Dicen que, a través de las palabras, el dolor se hace más tangible. Que podemos mirarlo como a una criatura oscura, tanto más ajena a nosotros cuanto más cerca la sentimos.
- A los que aman (Isabel Coixet, 1998)
Ayer tomé el móvil al despertarme, con Eneas dormido al lado. Lo primero que vi fue un mensaje de mi madre de las tres de la mañana a toda la familia Hurlé: "a la una de la mañana se murió Mimí. Fue costoso pero rápido". Mi abuela sucumbió a la infección que la tuvo en la cama el último mes de su vida. Estuvo lúcida hasta el final, arropada por sus hijas e hijos, en su casa, en la habitación con las fotos de sus nietos, su bisnieto y su marido, los libros apretados en las estanterías y las gastadas camas de madera maciza. Los detalles aparentemente sin importancia es con lo que me quedo en situaciones dolosas...
====
EJERCICIOS POR HACER:
1 - Traduce al inglés esta oración del texto sobre la muerte de la abuela: «Mi abuela sucumbió a la infección que la tuvo en la cama el último mes de su vida».
2 - En el texto sobre la muerte de la abuela, ¿a qué hora murió Mimí según el mensaje de la madre?
Las líneas proceden de una fuente distinta a la del texto.

Datos de localización de objetos mediante lenguaje natural:
====
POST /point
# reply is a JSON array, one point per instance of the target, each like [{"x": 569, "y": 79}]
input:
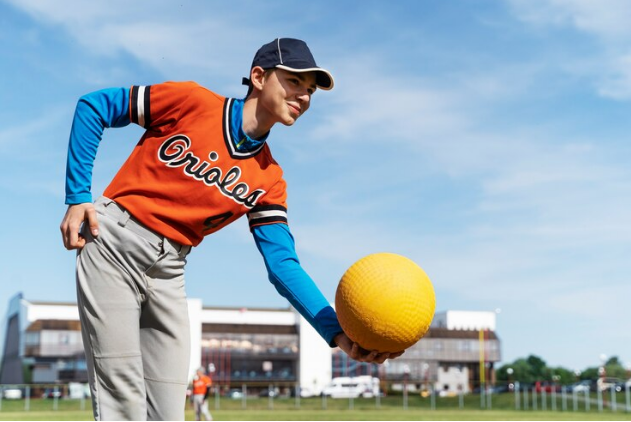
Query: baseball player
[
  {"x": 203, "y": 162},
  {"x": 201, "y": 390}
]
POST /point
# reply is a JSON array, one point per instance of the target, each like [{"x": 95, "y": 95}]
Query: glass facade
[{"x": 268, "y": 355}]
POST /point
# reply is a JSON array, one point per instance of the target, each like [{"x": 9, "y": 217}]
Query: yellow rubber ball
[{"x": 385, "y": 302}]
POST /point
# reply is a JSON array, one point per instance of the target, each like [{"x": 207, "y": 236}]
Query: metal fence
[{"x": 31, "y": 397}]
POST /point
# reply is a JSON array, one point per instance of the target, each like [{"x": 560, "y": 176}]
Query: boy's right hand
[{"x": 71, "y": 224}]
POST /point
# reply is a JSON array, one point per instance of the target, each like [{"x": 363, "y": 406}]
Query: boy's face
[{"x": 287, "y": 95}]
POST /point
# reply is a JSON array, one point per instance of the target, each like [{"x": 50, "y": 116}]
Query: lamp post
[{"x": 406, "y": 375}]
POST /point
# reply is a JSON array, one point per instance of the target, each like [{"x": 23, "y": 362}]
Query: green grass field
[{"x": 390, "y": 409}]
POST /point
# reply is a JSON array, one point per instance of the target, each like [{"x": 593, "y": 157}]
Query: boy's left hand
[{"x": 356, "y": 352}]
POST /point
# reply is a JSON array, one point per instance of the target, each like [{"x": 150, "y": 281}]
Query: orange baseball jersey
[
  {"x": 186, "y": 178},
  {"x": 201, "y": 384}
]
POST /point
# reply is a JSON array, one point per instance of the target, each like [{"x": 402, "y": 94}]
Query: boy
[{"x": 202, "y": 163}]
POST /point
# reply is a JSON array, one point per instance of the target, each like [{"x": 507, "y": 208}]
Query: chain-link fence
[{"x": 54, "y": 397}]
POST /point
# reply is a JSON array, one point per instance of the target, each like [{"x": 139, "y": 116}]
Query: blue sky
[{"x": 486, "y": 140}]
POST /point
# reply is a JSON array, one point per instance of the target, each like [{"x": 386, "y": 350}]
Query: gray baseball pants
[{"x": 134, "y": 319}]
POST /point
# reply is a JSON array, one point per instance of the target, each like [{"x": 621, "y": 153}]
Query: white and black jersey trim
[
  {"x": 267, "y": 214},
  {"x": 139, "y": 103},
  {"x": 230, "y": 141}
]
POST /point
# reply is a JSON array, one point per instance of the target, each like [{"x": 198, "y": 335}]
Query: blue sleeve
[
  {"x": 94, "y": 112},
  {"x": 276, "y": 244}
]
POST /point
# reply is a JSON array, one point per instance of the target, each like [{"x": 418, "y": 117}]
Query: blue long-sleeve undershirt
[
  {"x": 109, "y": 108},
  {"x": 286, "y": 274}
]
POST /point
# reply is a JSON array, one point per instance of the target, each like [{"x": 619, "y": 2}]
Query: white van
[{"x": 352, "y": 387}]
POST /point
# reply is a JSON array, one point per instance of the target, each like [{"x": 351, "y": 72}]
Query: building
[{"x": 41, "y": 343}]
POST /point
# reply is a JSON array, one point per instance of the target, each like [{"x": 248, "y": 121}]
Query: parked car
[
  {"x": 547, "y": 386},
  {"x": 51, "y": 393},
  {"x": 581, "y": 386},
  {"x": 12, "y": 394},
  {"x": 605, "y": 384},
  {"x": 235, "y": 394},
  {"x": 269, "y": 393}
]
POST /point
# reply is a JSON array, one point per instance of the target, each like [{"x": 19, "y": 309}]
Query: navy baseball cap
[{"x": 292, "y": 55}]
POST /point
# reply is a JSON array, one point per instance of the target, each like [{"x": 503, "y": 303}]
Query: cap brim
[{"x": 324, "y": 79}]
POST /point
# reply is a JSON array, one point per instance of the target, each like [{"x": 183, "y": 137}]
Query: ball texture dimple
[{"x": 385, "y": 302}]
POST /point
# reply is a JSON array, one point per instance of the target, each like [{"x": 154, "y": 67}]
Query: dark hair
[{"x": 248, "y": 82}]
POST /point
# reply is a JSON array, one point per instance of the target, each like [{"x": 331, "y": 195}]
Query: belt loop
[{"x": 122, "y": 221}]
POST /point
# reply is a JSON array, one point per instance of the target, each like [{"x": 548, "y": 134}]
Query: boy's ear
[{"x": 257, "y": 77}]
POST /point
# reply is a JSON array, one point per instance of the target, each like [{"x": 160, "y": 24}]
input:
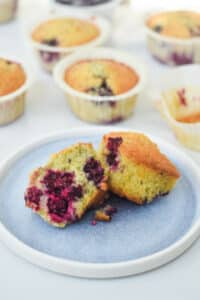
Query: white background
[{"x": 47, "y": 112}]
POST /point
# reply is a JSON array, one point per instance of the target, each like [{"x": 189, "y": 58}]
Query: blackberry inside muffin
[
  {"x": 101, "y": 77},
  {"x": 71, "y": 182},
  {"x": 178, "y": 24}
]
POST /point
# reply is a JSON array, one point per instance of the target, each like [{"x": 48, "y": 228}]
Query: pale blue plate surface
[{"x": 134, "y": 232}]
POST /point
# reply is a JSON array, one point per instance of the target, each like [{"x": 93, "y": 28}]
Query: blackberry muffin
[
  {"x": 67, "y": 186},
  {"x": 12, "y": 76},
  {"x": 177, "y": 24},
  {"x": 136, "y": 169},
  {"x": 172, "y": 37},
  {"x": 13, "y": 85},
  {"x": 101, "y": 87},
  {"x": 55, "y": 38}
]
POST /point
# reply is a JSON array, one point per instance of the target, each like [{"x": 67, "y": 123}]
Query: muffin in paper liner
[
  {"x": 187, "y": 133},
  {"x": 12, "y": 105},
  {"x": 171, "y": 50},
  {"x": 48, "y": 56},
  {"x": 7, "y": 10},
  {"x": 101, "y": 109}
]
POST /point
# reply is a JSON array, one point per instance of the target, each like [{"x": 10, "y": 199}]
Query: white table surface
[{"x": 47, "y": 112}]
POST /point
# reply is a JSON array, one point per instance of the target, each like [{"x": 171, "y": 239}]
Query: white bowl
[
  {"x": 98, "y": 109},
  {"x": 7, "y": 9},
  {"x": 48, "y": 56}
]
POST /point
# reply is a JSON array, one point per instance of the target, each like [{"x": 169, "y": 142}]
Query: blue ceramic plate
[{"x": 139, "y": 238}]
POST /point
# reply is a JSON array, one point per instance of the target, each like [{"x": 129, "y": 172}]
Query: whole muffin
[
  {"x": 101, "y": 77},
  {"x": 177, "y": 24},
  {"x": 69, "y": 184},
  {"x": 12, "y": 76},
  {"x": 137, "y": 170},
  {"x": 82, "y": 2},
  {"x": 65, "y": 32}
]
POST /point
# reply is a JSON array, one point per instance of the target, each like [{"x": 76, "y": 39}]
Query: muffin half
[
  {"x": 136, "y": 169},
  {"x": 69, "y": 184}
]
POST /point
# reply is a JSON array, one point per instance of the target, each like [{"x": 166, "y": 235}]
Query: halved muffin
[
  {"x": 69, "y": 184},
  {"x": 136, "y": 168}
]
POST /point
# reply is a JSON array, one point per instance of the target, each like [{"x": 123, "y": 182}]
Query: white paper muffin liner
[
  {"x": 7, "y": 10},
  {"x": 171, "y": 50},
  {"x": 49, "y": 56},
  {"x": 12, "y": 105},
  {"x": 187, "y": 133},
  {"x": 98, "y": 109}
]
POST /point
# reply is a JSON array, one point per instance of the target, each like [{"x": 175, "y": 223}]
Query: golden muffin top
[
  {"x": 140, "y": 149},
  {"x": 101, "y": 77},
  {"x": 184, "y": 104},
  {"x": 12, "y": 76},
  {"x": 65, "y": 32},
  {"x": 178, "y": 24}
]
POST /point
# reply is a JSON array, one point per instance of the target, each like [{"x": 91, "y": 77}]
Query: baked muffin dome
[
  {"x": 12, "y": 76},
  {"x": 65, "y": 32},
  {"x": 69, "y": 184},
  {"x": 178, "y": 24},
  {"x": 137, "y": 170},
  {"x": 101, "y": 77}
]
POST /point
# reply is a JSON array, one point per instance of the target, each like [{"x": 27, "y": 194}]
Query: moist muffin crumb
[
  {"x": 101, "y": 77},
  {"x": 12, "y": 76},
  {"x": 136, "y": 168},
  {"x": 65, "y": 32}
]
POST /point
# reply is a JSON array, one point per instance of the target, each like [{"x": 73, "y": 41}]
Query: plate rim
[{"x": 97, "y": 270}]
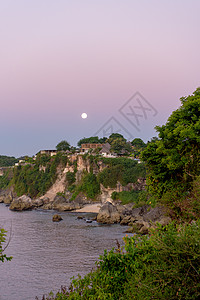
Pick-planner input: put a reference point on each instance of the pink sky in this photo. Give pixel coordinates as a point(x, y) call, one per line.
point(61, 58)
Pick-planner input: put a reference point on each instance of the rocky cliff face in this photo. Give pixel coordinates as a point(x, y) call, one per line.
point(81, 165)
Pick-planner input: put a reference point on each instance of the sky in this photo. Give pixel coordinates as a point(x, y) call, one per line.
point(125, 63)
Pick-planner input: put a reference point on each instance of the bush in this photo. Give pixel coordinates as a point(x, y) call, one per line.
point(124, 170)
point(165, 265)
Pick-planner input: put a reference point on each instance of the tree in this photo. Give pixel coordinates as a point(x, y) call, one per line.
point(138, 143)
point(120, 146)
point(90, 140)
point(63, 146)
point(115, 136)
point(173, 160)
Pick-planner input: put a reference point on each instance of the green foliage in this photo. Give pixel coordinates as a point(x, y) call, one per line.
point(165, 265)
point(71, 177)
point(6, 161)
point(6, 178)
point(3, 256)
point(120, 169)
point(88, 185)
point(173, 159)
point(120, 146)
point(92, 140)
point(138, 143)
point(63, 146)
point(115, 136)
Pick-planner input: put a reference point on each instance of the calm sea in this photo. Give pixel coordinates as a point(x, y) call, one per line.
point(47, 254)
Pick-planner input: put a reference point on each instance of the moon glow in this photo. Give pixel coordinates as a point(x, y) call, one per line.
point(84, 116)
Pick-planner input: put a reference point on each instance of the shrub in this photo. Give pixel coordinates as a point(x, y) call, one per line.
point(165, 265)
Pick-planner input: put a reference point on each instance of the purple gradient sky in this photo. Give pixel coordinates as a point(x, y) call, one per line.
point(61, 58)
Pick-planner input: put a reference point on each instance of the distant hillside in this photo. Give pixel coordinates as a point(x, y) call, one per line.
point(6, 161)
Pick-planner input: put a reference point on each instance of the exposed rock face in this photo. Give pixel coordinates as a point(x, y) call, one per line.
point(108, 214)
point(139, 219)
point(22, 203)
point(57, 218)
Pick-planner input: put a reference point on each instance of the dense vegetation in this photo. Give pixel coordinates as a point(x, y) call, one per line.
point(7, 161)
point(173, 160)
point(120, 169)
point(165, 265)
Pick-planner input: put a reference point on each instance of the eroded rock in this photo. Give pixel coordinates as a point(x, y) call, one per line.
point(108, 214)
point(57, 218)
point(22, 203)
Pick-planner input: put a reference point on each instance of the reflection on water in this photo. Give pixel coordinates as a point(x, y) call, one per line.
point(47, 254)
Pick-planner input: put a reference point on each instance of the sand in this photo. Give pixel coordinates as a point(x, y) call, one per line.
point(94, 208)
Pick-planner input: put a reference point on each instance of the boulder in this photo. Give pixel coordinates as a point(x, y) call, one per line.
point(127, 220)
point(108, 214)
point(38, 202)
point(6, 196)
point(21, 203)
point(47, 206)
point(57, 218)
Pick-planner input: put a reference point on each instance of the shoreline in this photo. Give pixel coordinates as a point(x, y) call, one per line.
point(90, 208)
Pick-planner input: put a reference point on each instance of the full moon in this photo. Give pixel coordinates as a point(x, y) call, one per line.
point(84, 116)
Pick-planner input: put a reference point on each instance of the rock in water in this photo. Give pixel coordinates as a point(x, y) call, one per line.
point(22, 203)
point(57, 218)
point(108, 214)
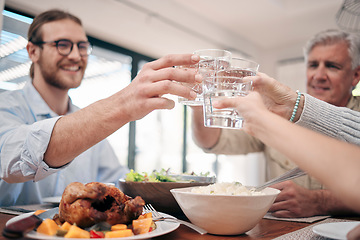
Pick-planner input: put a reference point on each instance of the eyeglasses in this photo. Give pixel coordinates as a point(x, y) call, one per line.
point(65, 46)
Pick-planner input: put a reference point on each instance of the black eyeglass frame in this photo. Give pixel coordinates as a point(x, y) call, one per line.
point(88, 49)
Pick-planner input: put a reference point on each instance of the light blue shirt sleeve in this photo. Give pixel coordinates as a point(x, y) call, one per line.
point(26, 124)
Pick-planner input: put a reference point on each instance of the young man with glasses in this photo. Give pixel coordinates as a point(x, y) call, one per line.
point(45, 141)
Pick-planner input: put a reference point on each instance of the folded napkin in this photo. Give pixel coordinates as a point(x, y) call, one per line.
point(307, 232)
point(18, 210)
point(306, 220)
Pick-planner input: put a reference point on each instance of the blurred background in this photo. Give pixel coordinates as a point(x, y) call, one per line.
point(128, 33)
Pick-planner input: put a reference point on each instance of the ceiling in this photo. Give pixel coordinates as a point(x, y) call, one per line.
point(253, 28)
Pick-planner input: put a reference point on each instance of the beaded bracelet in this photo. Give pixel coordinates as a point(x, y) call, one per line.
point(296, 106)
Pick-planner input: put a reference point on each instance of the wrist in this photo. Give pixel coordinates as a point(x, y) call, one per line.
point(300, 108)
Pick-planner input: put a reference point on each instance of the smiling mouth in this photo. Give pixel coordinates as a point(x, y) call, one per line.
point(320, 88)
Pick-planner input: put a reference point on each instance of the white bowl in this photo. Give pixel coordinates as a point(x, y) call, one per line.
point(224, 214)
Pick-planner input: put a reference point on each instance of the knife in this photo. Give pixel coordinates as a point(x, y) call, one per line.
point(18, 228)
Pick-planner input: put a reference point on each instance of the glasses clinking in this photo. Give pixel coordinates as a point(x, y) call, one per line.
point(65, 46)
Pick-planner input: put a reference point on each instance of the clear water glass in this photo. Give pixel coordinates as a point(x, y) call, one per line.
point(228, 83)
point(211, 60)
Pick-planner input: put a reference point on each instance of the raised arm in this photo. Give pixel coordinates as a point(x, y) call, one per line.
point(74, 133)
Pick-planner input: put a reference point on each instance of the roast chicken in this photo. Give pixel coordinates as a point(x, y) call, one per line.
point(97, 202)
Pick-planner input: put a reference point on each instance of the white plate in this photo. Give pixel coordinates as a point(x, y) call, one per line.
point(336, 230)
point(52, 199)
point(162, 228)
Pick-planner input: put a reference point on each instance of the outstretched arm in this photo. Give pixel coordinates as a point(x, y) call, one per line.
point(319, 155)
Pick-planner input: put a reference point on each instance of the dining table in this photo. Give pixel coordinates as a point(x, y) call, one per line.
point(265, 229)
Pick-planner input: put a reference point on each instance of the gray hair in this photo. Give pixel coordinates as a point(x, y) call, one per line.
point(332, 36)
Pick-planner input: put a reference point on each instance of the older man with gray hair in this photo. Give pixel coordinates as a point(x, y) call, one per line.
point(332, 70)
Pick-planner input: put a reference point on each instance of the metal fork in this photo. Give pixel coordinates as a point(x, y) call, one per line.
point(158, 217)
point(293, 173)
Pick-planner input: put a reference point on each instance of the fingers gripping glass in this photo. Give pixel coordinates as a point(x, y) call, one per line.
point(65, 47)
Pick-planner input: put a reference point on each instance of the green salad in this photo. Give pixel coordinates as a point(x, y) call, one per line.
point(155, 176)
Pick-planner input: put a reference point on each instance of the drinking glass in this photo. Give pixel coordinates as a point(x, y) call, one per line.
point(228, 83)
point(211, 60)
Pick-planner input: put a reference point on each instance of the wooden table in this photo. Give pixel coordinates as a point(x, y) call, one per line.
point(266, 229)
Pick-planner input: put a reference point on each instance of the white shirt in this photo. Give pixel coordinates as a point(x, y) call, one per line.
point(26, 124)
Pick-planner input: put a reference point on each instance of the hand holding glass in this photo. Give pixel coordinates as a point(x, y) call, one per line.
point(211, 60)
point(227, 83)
====
TUS RESPUESTAS ESCRITAS:
1 - My grandmother succumbed to the infection that kept her in bed for the last month of her life.

2 - A la una de la mañana.